Work instructions:
**1.** Repeat a passage of the article on the MBIE insulation deadline word for word, beginning at the words "Saturday, April 13, 2024" and stopping after "residential building sector.".
**2.** In the article on the MBIE insulation deadline, which groups expressed a strong preference for extending the deadline?
**3.** Resume the article on the MBIE insulation deadline after its final sentence and keep writing it.

Page extract:
···
Saturday, April 13, 2024

Industry warms to MBIE insulation deadline

The Ministry of Business, Innovation and Employment (MBIE) has announced an extension of the compliance deadline for new home insulation requirements by six months to 1 May 2023.

The extension follows a period of consultation which the Ministry says received the highest level of submissions of any Building Code consultation to date.

Manager Building Performance and Engineering at MBIE, Dr Dave Gittings says the extension was granted in recognition of existing pressure on the residential building sector.

“Response to our consultation shows there is a high level of support for the insulation changes and the need for New Zealand to provide higher performing houses while responding to the urgency of climate change, however parts of the sector have told us they need some more time to prepare for the increase in insulation,” he said.

“Half of all respondents expressed a strong preference to keep to the existing transition period in November 2022, however there were some significant concerns raised by key parts of the system about keeping to this date.”

The Ministry reported that architects, designers, suppliers and building owners generally submitted in favour of keeping the transition period as it was, while builders and building consent authorities expressed a strong preference for an extension.

All parts of the sector indicated there are existing stresses caused by COVID-19 and the current economic climate. Feedback from builders indicated this would be further amplified by meeting the new insulation requirements from November 2022, it said.

Window suppliers and manufacturers advised they were confident in their ability to meet demand for the existing transition period and many have begun making changes to their operations to meet the demands for these dates. Given the short shelf-life of specific window elements, many of these products could perish if not installed, resulting in sizeable financial impacts, the Ministry said.
···
Dataset excerpts:
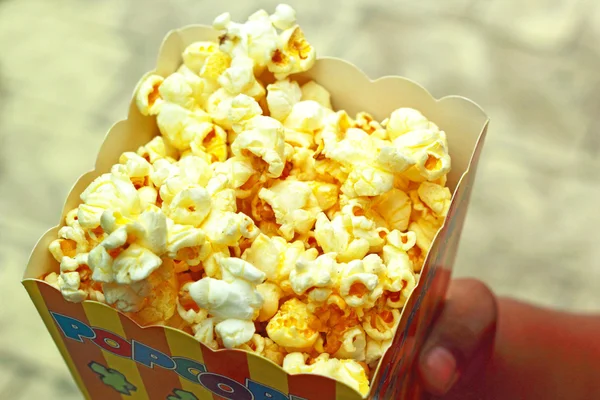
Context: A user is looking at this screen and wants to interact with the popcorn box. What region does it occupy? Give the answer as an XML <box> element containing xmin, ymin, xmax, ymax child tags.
<box><xmin>23</xmin><ymin>26</ymin><xmax>488</xmax><ymax>400</ymax></box>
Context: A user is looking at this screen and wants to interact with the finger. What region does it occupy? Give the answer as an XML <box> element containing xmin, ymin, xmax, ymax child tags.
<box><xmin>418</xmin><ymin>279</ymin><xmax>497</xmax><ymax>395</ymax></box>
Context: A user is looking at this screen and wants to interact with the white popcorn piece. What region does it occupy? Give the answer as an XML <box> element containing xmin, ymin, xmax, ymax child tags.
<box><xmin>256</xmin><ymin>282</ymin><xmax>283</xmax><ymax>322</ymax></box>
<box><xmin>339</xmin><ymin>254</ymin><xmax>383</xmax><ymax>307</ymax></box>
<box><xmin>258</xmin><ymin>179</ymin><xmax>321</xmax><ymax>240</ymax></box>
<box><xmin>167</xmin><ymin>219</ymin><xmax>211</xmax><ymax>266</ymax></box>
<box><xmin>267</xmin><ymin>298</ymin><xmax>319</xmax><ymax>349</ymax></box>
<box><xmin>270</xmin><ymin>4</ymin><xmax>296</xmax><ymax>30</ymax></box>
<box><xmin>227</xmin><ymin>94</ymin><xmax>262</xmax><ymax>133</ymax></box>
<box><xmin>372</xmin><ymin>188</ymin><xmax>412</xmax><ymax>231</ymax></box>
<box><xmin>362</xmin><ymin>310</ymin><xmax>400</xmax><ymax>341</ymax></box>
<box><xmin>166</xmin><ymin>186</ymin><xmax>212</xmax><ymax>227</ymax></box>
<box><xmin>136</xmin><ymin>136</ymin><xmax>177</xmax><ymax>164</ymax></box>
<box><xmin>192</xmin><ymin>318</ymin><xmax>219</xmax><ymax>350</ymax></box>
<box><xmin>158</xmin><ymin>72</ymin><xmax>204</xmax><ymax>111</ymax></box>
<box><xmin>417</xmin><ymin>182</ymin><xmax>452</xmax><ymax>218</ymax></box>
<box><xmin>156</xmin><ymin>103</ymin><xmax>216</xmax><ymax>151</ymax></box>
<box><xmin>290</xmin><ymin>253</ymin><xmax>338</xmax><ymax>295</ymax></box>
<box><xmin>102</xmin><ymin>281</ymin><xmax>151</xmax><ymax>313</ymax></box>
<box><xmin>189</xmin><ymin>257</ymin><xmax>265</xmax><ymax>324</ymax></box>
<box><xmin>283</xmin><ymin>353</ymin><xmax>369</xmax><ymax>396</ymax></box>
<box><xmin>182</xmin><ymin>41</ymin><xmax>219</xmax><ymax>74</ymax></box>
<box><xmin>283</xmin><ymin>100</ymin><xmax>329</xmax><ymax>135</ymax></box>
<box><xmin>135</xmin><ymin>74</ymin><xmax>164</xmax><ymax>115</ymax></box>
<box><xmin>215</xmin><ymin>319</ymin><xmax>256</xmax><ymax>349</ymax></box>
<box><xmin>300</xmin><ymin>81</ymin><xmax>333</xmax><ymax>110</ymax></box>
<box><xmin>385</xmin><ymin>108</ymin><xmax>437</xmax><ymax>140</ymax></box>
<box><xmin>57</xmin><ymin>271</ymin><xmax>88</xmax><ymax>303</ymax></box>
<box><xmin>231</xmin><ymin>116</ymin><xmax>286</xmax><ymax>178</ymax></box>
<box><xmin>267</xmin><ymin>79</ymin><xmax>302</xmax><ymax>122</ymax></box>
<box><xmin>334</xmin><ymin>326</ymin><xmax>367</xmax><ymax>361</ymax></box>
<box><xmin>267</xmin><ymin>25</ymin><xmax>316</xmax><ymax>80</ymax></box>
<box><xmin>77</xmin><ymin>168</ymin><xmax>141</xmax><ymax>229</ymax></box>
<box><xmin>242</xmin><ymin>233</ymin><xmax>305</xmax><ymax>286</ymax></box>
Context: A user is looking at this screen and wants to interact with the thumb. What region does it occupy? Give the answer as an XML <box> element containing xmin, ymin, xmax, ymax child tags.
<box><xmin>418</xmin><ymin>279</ymin><xmax>497</xmax><ymax>395</ymax></box>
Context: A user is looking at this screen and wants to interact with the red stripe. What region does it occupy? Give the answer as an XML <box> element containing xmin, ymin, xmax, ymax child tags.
<box><xmin>201</xmin><ymin>344</ymin><xmax>250</xmax><ymax>400</ymax></box>
<box><xmin>37</xmin><ymin>282</ymin><xmax>121</xmax><ymax>400</ymax></box>
<box><xmin>119</xmin><ymin>314</ymin><xmax>181</xmax><ymax>400</ymax></box>
<box><xmin>288</xmin><ymin>375</ymin><xmax>335</xmax><ymax>400</ymax></box>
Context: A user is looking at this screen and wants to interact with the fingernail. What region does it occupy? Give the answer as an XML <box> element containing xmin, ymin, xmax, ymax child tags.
<box><xmin>425</xmin><ymin>346</ymin><xmax>459</xmax><ymax>394</ymax></box>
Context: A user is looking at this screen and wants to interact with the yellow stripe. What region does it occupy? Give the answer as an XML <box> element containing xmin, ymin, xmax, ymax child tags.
<box><xmin>83</xmin><ymin>302</ymin><xmax>148</xmax><ymax>400</ymax></box>
<box><xmin>23</xmin><ymin>280</ymin><xmax>91</xmax><ymax>399</ymax></box>
<box><xmin>165</xmin><ymin>328</ymin><xmax>213</xmax><ymax>400</ymax></box>
<box><xmin>335</xmin><ymin>381</ymin><xmax>363</xmax><ymax>400</ymax></box>
<box><xmin>246</xmin><ymin>354</ymin><xmax>289</xmax><ymax>396</ymax></box>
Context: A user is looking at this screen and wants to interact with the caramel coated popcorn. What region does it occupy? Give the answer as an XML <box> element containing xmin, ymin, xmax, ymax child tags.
<box><xmin>44</xmin><ymin>5</ymin><xmax>452</xmax><ymax>395</ymax></box>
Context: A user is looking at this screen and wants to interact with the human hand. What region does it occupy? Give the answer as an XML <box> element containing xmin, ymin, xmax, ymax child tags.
<box><xmin>417</xmin><ymin>279</ymin><xmax>498</xmax><ymax>399</ymax></box>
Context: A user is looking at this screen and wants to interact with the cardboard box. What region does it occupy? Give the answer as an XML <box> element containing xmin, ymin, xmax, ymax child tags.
<box><xmin>23</xmin><ymin>26</ymin><xmax>488</xmax><ymax>400</ymax></box>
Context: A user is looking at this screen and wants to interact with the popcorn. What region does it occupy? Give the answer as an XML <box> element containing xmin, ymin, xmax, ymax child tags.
<box><xmin>300</xmin><ymin>81</ymin><xmax>333</xmax><ymax>110</ymax></box>
<box><xmin>267</xmin><ymin>298</ymin><xmax>319</xmax><ymax>348</ymax></box>
<box><xmin>136</xmin><ymin>136</ymin><xmax>176</xmax><ymax>164</ymax></box>
<box><xmin>189</xmin><ymin>257</ymin><xmax>265</xmax><ymax>348</ymax></box>
<box><xmin>231</xmin><ymin>116</ymin><xmax>285</xmax><ymax>178</ymax></box>
<box><xmin>242</xmin><ymin>233</ymin><xmax>305</xmax><ymax>288</ymax></box>
<box><xmin>42</xmin><ymin>5</ymin><xmax>452</xmax><ymax>395</ymax></box>
<box><xmin>385</xmin><ymin>108</ymin><xmax>437</xmax><ymax>140</ymax></box>
<box><xmin>258</xmin><ymin>179</ymin><xmax>321</xmax><ymax>240</ymax></box>
<box><xmin>256</xmin><ymin>282</ymin><xmax>283</xmax><ymax>322</ymax></box>
<box><xmin>215</xmin><ymin>319</ymin><xmax>255</xmax><ymax>349</ymax></box>
<box><xmin>156</xmin><ymin>103</ymin><xmax>211</xmax><ymax>150</ymax></box>
<box><xmin>135</xmin><ymin>75</ymin><xmax>164</xmax><ymax>115</ymax></box>
<box><xmin>283</xmin><ymin>353</ymin><xmax>369</xmax><ymax>396</ymax></box>
<box><xmin>267</xmin><ymin>25</ymin><xmax>316</xmax><ymax>80</ymax></box>
<box><xmin>334</xmin><ymin>326</ymin><xmax>367</xmax><ymax>361</ymax></box>
<box><xmin>267</xmin><ymin>79</ymin><xmax>302</xmax><ymax>122</ymax></box>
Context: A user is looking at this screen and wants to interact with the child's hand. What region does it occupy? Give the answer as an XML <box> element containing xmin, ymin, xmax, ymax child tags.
<box><xmin>418</xmin><ymin>279</ymin><xmax>497</xmax><ymax>395</ymax></box>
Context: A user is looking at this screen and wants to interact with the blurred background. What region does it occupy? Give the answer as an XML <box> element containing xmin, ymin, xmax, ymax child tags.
···
Answers per task:
**1.**
Saturday, April 13, 2024

Industry warms to MBIE insulation deadline

The Ministry of Business, Innovation and Employment (MBIE) has announced an extension of the compliance deadline for new home insulation requirements by six months to 1 May 2023.

The extension follows a period of consultation which the Ministry says received the highest level of submissions of any Building Code consultation to date.

Manager Building Performance and Engineering at MBIE, Dr Dave Gittings says the extension was granted in recognition of existing pressure on the residential building sector.

**2.** Builders and building consent authorities.

**3.**
“Extending the transition period for changing to using these window types would penalise companies that had prepared for the transition period in favour of those that had not. This is why we haven’t applied the same blanket extension for windows and doors and will be progressing with a slight amendment to the previously communicated staged approach,” Dr Gittings says.

The extension will only apply to housing. The transition period for commercial buildings, communal residential and communal non-residential will still end on 2 November 2022.

In the meantime, anyone able to build houses to the newer wall, floor, and roof insulation standards is strongly encouraged to do so, as they will be warmer, drier, healthier, and cheaper to heat, the Ministry said.

“The insulation requirements deliver extensive benefits for New Zealand’s homes and buildings,” Dr Gittings says.

“For example, cheaper heating costs will make a particular difference in colder areas of New Zealand, where it is estimated heating costs will reduce by up to 40% for a 4 bedroom stand-alone home built to the new requirements

“This decision will allow the building and construction sector time to be able to deliver on the biggest energy efficiency changes to the Building Code in over a decade, which aim to support the sector to help New Zealand reach its goal of net zero carbon emissions by 2050, while supporting those parts of the sector that are committed and ready to take action now,” he said.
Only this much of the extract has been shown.